DATA SHOWN:
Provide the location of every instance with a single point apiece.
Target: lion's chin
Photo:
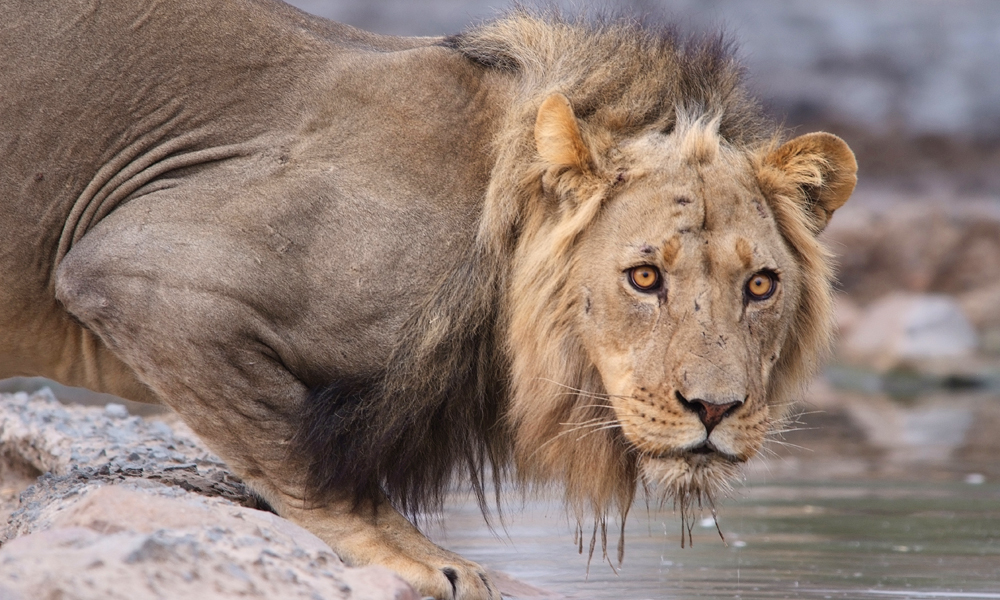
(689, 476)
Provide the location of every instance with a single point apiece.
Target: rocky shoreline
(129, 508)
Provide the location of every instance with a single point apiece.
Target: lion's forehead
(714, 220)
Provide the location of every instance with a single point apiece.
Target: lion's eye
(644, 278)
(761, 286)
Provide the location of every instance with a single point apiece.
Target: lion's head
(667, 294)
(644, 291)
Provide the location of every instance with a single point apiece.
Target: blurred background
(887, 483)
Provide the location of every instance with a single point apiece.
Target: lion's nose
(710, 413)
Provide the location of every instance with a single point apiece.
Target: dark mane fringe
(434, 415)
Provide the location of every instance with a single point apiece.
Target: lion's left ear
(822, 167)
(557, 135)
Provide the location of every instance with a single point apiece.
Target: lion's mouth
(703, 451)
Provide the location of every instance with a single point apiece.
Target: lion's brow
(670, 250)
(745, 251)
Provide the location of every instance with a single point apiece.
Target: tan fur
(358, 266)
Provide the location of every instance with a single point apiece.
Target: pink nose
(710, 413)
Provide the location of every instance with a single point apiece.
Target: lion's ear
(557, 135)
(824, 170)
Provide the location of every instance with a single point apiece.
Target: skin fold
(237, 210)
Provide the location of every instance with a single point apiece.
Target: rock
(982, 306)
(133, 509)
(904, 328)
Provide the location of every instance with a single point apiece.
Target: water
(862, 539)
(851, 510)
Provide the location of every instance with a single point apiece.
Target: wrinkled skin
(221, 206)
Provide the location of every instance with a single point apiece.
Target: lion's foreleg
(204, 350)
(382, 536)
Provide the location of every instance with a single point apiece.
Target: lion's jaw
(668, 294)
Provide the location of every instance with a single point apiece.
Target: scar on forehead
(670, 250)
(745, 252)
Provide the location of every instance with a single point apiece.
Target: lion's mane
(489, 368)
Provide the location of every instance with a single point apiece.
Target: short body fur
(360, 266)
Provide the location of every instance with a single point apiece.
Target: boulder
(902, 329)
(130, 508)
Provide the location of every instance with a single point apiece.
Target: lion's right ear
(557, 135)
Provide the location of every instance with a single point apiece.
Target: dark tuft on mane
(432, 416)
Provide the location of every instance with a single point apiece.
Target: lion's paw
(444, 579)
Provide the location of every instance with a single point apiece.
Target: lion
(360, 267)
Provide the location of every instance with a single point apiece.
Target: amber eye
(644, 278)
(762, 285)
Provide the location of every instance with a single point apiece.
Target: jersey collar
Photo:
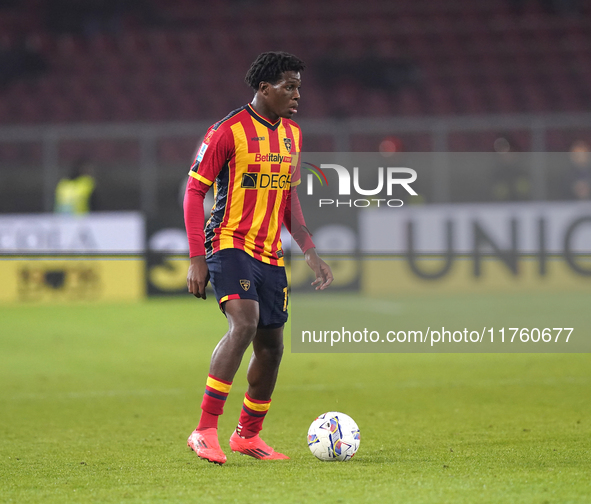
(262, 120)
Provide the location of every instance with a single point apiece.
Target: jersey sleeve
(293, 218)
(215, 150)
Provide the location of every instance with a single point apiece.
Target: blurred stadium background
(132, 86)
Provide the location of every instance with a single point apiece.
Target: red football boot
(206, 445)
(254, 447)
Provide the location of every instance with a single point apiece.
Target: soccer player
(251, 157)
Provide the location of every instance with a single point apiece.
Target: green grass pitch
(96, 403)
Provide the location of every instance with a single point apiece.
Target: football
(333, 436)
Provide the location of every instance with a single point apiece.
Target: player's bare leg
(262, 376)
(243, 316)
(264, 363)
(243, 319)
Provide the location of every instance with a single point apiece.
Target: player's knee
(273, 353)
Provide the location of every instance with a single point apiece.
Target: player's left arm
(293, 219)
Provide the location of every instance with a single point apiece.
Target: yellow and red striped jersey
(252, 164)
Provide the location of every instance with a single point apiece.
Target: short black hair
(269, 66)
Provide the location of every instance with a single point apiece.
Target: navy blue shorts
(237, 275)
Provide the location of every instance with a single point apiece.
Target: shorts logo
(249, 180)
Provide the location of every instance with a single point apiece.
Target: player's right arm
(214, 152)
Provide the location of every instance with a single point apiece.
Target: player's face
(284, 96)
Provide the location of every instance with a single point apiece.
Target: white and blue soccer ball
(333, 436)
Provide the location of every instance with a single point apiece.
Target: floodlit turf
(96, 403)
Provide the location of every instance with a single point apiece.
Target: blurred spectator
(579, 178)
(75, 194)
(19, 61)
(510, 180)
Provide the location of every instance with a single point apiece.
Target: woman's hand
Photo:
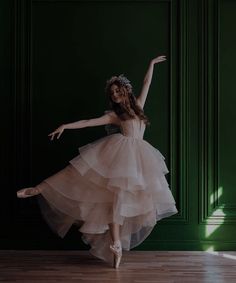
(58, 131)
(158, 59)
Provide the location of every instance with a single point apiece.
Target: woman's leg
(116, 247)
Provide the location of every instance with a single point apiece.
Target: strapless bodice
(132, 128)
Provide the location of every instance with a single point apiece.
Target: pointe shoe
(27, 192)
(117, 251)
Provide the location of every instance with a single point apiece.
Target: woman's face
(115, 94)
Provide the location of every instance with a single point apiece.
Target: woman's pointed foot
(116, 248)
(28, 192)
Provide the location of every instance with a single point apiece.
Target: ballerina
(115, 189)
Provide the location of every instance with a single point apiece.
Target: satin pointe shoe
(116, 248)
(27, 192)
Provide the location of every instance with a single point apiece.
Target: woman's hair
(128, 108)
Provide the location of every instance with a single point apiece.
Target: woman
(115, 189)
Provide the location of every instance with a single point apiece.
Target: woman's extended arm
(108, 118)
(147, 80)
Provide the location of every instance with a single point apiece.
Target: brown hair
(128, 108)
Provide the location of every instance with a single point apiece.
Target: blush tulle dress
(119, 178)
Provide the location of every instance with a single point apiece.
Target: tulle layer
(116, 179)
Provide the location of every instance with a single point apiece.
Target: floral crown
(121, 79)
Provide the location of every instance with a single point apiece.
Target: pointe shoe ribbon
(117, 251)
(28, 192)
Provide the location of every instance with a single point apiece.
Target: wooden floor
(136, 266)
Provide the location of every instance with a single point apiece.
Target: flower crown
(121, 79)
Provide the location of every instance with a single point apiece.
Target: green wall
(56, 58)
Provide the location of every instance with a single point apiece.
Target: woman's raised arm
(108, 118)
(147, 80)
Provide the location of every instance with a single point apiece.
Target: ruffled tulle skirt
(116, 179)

PROBLEM TO WORK ON: Verbatim output of the entries is required, with each image left out.

OUTPUT OF THE TASK:
Provide the location of every instance with a single point apiece.
Target: lion's chin
Photo:
(689, 476)
Provide the location of every instance with a single point apiece.
Target: rocky shoreline
(129, 508)
Provide the location of every instance with a single point apiece.
Target: lion's forehead
(714, 220)
Provide the location of every instance with a single point apiece.
Target: lion's eye
(644, 278)
(761, 286)
Provide the location of every instance with a single point apiece.
Target: lion's head
(667, 294)
(644, 291)
Provide the location of every instance with a single point apiece.
Target: blurred background
(887, 483)
Provide the location of every instance with a single point apiece.
Target: lion's nose
(710, 413)
Provide the location of every instance with a single point apiece.
Target: dark mane fringe
(434, 415)
Provide the location of every instance with a single point apiece.
Target: lion's left ear
(822, 167)
(557, 135)
Provide the location of every instance with a single point apiece.
Target: lion's mouth
(703, 451)
Provide the location of every instance with a single point apiece.
Target: lion's brow
(670, 250)
(745, 251)
Provide the location of every instance with a single point apiece.
Target: tan fur
(358, 266)
Provide the location of every instance with a single point apiece.
Target: pink nose
(710, 413)
Provide the location of every instance with a single point apiece.
Target: lion's ear
(557, 135)
(824, 170)
Provide the location of every instance with a single point apiece.
Target: skin fold
(237, 210)
Provide the location of every instance with a single point apiece.
Target: rock
(982, 306)
(133, 509)
(904, 328)
Provide the location of every instance with a single point apiece.
Target: water
(862, 539)
(851, 510)
Provide the location of every instance with a single point apiece.
Target: wrinkled skin
(221, 206)
Provide the location of every instance with a single point apiece.
Target: lion's foreleg
(204, 350)
(382, 536)
Provide the location of every instance with a single point apiece.
Target: lion's jaw
(668, 294)
Provide the location of every instance with a single point apiece.
Target: scar on forehead
(670, 250)
(745, 252)
Provide the location of every instance with a single point apiece.
Target: lion's mane
(489, 368)
Provide the location of every instance with a single point apiece.
Target: short body fur
(360, 266)
Provide the location of every instance with a single point apiece.
Target: boulder
(902, 329)
(130, 508)
Provide the location of every instance with a single point apiece.
Target: lion's right ear
(557, 135)
Provide the location of every instance with a single point apiece.
Target: dark tuft on mane
(432, 416)
Provide the location of every instance with a single point apiece.
Target: lion's paw
(444, 579)
Provide the location of every instance with a single point apiece.
Target: lion
(360, 267)
Provide the location of every instance with a single point apiece.
Target: amber eye
(644, 278)
(762, 285)
Provide the location of every instance with a single point apiece.
Target: jersey collar
Photo:
(262, 120)
Provide the location of every instance with a single point apiece.
Target: jersey sleeve
(293, 218)
(215, 150)
Provide the location of every instance with a single point apiece.
Target: blurred stadium background
(132, 86)
Provide the location of every instance with a single point apiece.
Target: red football boot
(206, 445)
(254, 447)
Provide the location of every instance with a single point apiece.
Target: soccer player
(251, 157)
Provide the location of every instance with a single point apiece.
Target: green grass pitch
(96, 403)
Provide the location of every instance with a single point apiece.
Target: football
(333, 436)
Provide the location of every instance with a single point apiece.
Target: player's bare leg
(262, 376)
(243, 316)
(264, 363)
(243, 319)
Provide the location of every instance with a single point apiece.
Target: player's knee
(273, 353)
Provide the location of every instance with a single point apiece.
Target: player's left arm
(293, 219)
Provide the location of every instance with a single point apiece.
Target: yellow and red striped jersey
(252, 164)
Provide the location of every instance with a single point apiece.
Target: short black hair
(269, 66)
Provide the location of every instance with a single point apiece.
Target: navy blue shorts
(237, 275)
Provide the location of every instance with a single point apiece.
Target: shorts logo
(249, 180)
Provide the location of every instance with a single point apiece.
Target: player's right arm
(214, 152)
Provide the location of every instance with a single point apiece.
Target: player's face
(284, 96)
Provide the location of every instance with a single point apiece.
Target: white and blue soccer ball
(333, 436)
Provide the location of every instance with a single point apiece.
Target: floodlit turf
(96, 403)
Provide the location of every instance with a single point apiece.
Target: blurred spectator
(579, 178)
(75, 194)
(19, 61)
(510, 180)
Provide the location of every instance with a single point apiece.
Target: woman's hand
Photo:
(58, 131)
(158, 59)
Provide the location of every instance with a single point apiece.
Target: woman's leg
(116, 247)
Provide the location of every instance with a single point apiece.
Target: strapless bodice
(132, 128)
Provide the location of every instance with a single point apiece.
Target: pointe shoe
(27, 192)
(117, 251)
Provide the location of every instance with a single point apiece.
Target: woman's face
(115, 94)
Provide the location of every instance with a single point apiece.
Target: woman's pointed foot
(116, 248)
(28, 192)
Provide the location of every instance with a single point apiece.
Target: ballerina
(115, 189)
Provide the location of every instance with a single point apiece.
Target: satin pointe shoe
(116, 248)
(27, 192)
Provide the location of every instance with a single point apiece.
Target: woman's hair
(128, 108)
Provide the location of every instance with a single point apiece.
Target: woman
(115, 189)
Provide the location of every instance with a single point apiece.
Target: woman's extended arm
(108, 118)
(147, 80)
Provide the location of every instance with a single point apiece.
Target: brown hair
(128, 108)
Provide the location of every instance with a single point apiece.
Target: blush tulle dress
(119, 178)
Provide the location of every instance with a single point apiece.
Target: tulle layer
(116, 179)
Provide the location of every instance with a single point apiece.
Target: floral crown
(121, 79)
Provide the location of every instance with a single point apiece.
Target: pointe shoe ribbon
(117, 251)
(28, 192)
Provide the location of every instance with a single point apiece.
Target: wooden floor
(136, 266)
Provide the location of every instance with a single point apiece.
Target: flower crown
(121, 79)
Provide the location of every instance with a single point apiece.
Target: green wall
(56, 58)
Provide the location of every instance with a single point apiece.
Target: woman's raised arm
(108, 118)
(147, 80)
Provide the location of every instance with a single point apiece.
Target: ruffled tulle skirt
(116, 179)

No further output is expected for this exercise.